(Stored data entries)
------------------------------------------------
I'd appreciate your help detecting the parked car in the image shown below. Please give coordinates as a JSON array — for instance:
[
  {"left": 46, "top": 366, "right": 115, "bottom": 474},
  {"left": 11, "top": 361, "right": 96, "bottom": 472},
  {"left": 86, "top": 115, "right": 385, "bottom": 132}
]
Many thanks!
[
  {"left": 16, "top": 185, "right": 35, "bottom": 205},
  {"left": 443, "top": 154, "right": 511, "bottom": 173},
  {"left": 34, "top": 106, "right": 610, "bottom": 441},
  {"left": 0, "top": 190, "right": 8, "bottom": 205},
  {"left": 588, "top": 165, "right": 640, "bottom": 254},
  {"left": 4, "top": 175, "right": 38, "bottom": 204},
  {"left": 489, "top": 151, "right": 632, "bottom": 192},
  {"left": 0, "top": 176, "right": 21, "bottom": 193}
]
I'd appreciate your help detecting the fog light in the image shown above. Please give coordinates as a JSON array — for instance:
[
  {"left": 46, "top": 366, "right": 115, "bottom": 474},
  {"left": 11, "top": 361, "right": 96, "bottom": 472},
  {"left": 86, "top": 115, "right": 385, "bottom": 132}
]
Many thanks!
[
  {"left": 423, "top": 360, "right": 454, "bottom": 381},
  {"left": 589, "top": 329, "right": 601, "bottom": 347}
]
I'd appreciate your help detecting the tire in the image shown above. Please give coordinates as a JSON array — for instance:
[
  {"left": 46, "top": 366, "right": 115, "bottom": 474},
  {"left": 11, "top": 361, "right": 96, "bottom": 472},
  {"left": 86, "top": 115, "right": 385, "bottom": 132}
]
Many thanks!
------------------------------------------------
--- Activity ---
Lines from the entries that contain the string "detecting" must be found and copied.

--- Task answer ---
I'd appreciate your help detecting the parked car in the image shown below. Please give coordinates as a JSON array — for instance:
I'd appreciate your help detecting the fog light in the image shown above. Please give coordinates as a JSON array — for instance:
I'd appreciate your help detecting the tire in the image shown above. Please give coordinates as a JSON array — for instance:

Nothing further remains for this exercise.